Return the material exactly as supplied, apart from the pictures, which are omitted.
[Start of Records for processing]
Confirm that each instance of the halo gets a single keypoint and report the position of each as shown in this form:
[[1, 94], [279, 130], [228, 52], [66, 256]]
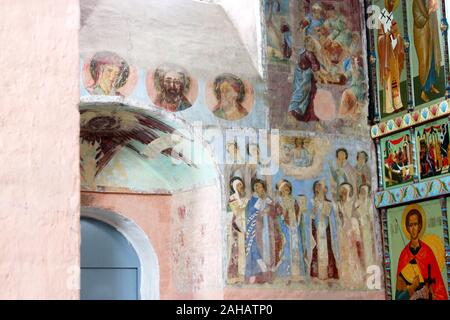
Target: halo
[[422, 213]]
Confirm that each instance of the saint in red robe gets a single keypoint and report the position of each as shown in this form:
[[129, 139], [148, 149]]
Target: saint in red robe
[[424, 257]]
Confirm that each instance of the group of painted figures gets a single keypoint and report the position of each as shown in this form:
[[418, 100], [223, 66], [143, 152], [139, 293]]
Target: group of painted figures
[[331, 54], [295, 239]]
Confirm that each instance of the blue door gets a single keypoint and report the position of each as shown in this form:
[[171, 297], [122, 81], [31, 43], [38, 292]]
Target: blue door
[[109, 265]]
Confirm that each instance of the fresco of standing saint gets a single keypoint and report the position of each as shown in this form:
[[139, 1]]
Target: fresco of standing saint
[[263, 241], [304, 87], [236, 252], [292, 264]]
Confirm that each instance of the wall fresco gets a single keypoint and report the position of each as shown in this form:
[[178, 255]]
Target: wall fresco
[[172, 88], [325, 75], [106, 73], [229, 97]]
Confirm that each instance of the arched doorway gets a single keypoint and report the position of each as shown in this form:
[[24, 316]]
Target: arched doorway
[[143, 256], [154, 169], [110, 268]]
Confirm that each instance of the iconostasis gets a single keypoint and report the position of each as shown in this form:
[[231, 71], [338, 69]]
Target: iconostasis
[[409, 69]]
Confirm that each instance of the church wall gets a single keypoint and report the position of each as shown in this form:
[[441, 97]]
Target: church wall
[[152, 214], [39, 126], [306, 147]]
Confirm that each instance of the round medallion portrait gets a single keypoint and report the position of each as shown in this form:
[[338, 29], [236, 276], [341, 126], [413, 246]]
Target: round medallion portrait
[[172, 88], [229, 97], [108, 74]]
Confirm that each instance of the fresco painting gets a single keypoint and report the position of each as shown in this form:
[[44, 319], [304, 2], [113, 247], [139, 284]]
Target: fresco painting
[[229, 97], [326, 76], [172, 88], [106, 73], [432, 141], [279, 30], [427, 50], [302, 231], [398, 167], [417, 252]]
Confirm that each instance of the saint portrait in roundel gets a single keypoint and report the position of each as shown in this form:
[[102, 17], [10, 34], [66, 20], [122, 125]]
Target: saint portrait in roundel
[[419, 272], [229, 97], [172, 88], [108, 74]]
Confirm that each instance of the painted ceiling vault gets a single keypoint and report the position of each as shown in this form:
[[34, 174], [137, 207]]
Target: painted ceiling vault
[[130, 149]]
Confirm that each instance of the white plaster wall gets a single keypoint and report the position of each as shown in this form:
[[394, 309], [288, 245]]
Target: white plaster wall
[[196, 35], [39, 129], [246, 17]]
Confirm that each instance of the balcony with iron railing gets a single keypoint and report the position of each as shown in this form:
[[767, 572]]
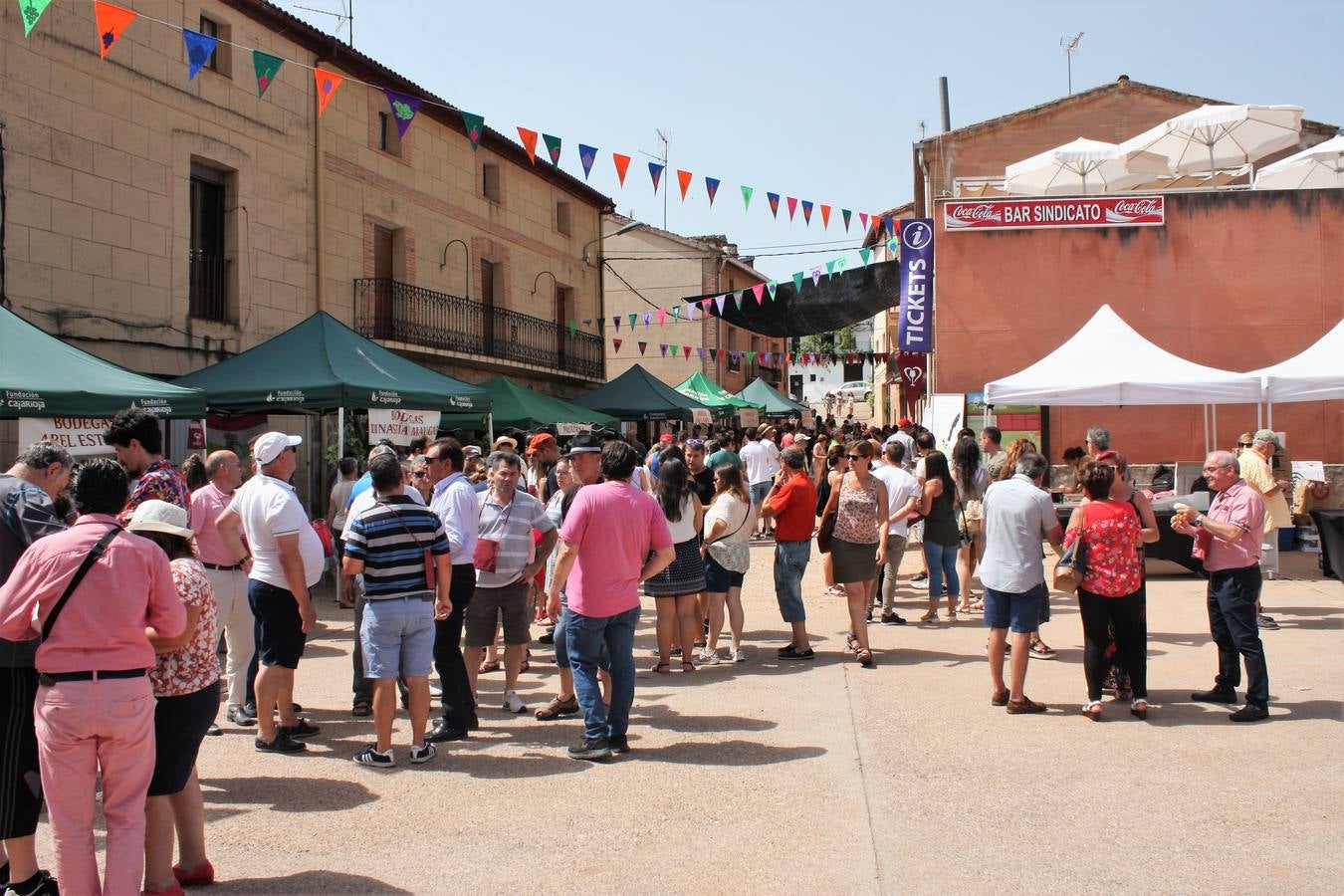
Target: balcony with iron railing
[[394, 312]]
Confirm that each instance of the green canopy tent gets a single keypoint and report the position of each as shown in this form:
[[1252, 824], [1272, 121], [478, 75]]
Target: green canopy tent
[[518, 406], [43, 376], [761, 392], [709, 392], [638, 395]]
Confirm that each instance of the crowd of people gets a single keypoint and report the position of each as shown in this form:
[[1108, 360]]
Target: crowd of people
[[123, 580]]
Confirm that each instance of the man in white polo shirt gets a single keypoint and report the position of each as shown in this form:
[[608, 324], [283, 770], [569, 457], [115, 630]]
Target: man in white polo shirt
[[287, 560]]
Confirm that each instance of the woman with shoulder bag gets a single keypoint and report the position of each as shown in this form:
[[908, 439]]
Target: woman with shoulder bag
[[972, 480], [728, 526], [1110, 595]]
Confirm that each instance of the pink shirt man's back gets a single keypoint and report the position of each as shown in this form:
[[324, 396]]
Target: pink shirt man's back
[[614, 526], [103, 625]]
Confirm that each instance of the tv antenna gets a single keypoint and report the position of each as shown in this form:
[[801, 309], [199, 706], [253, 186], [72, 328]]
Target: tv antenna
[[1068, 43]]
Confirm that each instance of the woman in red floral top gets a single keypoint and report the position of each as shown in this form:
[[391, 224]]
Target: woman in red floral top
[[185, 683], [1112, 590]]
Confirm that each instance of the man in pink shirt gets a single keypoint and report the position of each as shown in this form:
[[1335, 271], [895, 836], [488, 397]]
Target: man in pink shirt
[[1228, 539], [606, 537], [96, 708]]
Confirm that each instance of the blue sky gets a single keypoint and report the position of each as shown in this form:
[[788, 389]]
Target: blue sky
[[818, 100]]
[End of Records for processing]
# [In response]
Confirm that each instance of the halo gets a single keypoint and report the position of each as shown in this form:
[[1, 94], [279, 130], [228, 52], [66, 256]]
Target: halo
[[422, 213]]
Confirm that each instance of the saint in red robe gets a single keypoint and report the position of each as shown in this form:
[[129, 139], [148, 149]]
Target: saint in red robe
[[424, 257]]
Confirm that each instance of the group of painted figures gets a single keypoint and report the position of each as shown in this form:
[[418, 100], [223, 66], [143, 152], [139, 293]]
Target: group of painted figures
[[331, 54], [295, 239]]
Confirm that each instance of the blue door gets a single keypoint and report the position of each as shown in this form:
[[171, 297], [122, 81], [31, 43], [38, 292]]
Target: blue door
[[109, 265]]
Confirm that each instance of the fresco of standing saint gets a single keypoint and report the position of each as shown in this form:
[[139, 1]]
Target: fresco of standing saint
[[263, 241], [304, 87], [236, 252], [292, 264]]
Confirm that each instance of the wall fresco gets a single keypoint and report the position of each as shown in this form:
[[178, 255]]
Target: wall fresco
[[172, 88], [325, 75], [106, 73], [229, 97]]
Confirm that each instance of the arched doorway gets a single keypoint and report the position of each as shown in this form:
[[24, 316]]
Target: arched doorway
[[143, 256], [154, 169], [110, 268]]
Confirm that each instance of the iconostasis gets a single keypoint and report the position of each as shown in this form:
[[231, 71], [338, 69]]
Target: iconostasis
[[409, 69]]
Confirm that each instance of the church wall gets a single keypoint and report the position of each as shown in this form:
[[441, 97]]
Target: church wall
[[152, 214], [39, 126], [306, 147]]
Confirm that each instance of the round medallion portrait gets a single keypoint and report the position of each as shown in this form:
[[338, 29], [236, 276], [341, 126], [413, 246]]
Target: round medallion portrait
[[172, 88], [229, 97], [108, 74]]
Confirm that each instance of the fresco painting gets a single keypoint and report the position of each as shown in this form:
[[44, 319], [304, 2], [113, 247], [139, 284]]
Target: fresco painting
[[229, 97], [326, 76], [172, 88], [106, 73], [432, 141], [279, 30], [427, 50], [302, 231], [398, 167], [417, 252]]
Confirm that each instance of the saint portrait in roundel gets a single keypoint and report the position of each as shown in this form:
[[102, 17], [10, 34], [66, 20], [122, 125]]
Target: saint portrait in roundel
[[419, 272], [229, 97], [172, 88], [108, 74]]
Confirm that each instance of the painted ceiling vault gets a single keypoint and report the position of each as shown in this form:
[[34, 174], [137, 207]]
Target: painted ceiling vault
[[130, 149]]
Confirm that each instance of the white plaster wall gets a single keypoint and report the position of each as shown in this form:
[[394, 309], [288, 245]]
Target: white plaster wall
[[196, 35], [39, 129], [246, 17]]
Confirm that each instance of the balcony with iron railing gets a single keypoint and report the position of each as shown in this form:
[[767, 572]]
Target: balcony with iron railing
[[394, 312]]
Confirm that each instance of the green canopy tent gets a single keypoint and report the position of each as shown in this form:
[[1252, 824], [1272, 121], [478, 75]]
Target: green canopy tent
[[518, 406], [43, 376], [761, 392], [709, 392], [638, 395]]
Confirm that each instance of the crowd of people gets a single keypoint and report the position of each as shown in this form:
[[1108, 360]]
Target: crowd of people
[[123, 580]]
Confirm that each instance of the man in white polo shirt gets a single keypoint and report the position of each as shown in this form:
[[608, 324], [283, 770], [569, 457], [115, 630]]
Target: man in white polo shirt
[[287, 560]]
Confirm that each instance of the woman with shoulder bag gets a single keypoint and report the position of each as shown in this form:
[[908, 439]]
Target: woman with shoulder bag
[[972, 480], [728, 526], [1110, 595]]
Confirm that each instance of the pink shirt man's back gets a single keypoint and report the position of each as shown in this form:
[[324, 396]]
Target: pink shirt man's back
[[614, 526], [103, 625]]
Confirm that each instance of the tv antenna gets a single keypoint and report the position of each as shown in this form:
[[801, 309], [199, 706], [253, 186], [72, 328]]
Target: tv antenna
[[1068, 43]]
Confirm that each instance of the woman in red floral top gets a single keypoint and report the position of each as shown in this form:
[[391, 224]]
Target: woman in red floral top
[[185, 683], [1112, 590]]
Confirm that each instance of the man in pink shirt gets a single keypoint and report the position of each as shown in this form:
[[1335, 271], [895, 836], [488, 397]]
Target: man in pink shirt
[[1228, 539], [606, 537], [96, 708]]
Confirm that each instance of the blue sky gets a single keypoint and report the position of each as shown in this form:
[[788, 389]]
Target: blue sky
[[818, 100]]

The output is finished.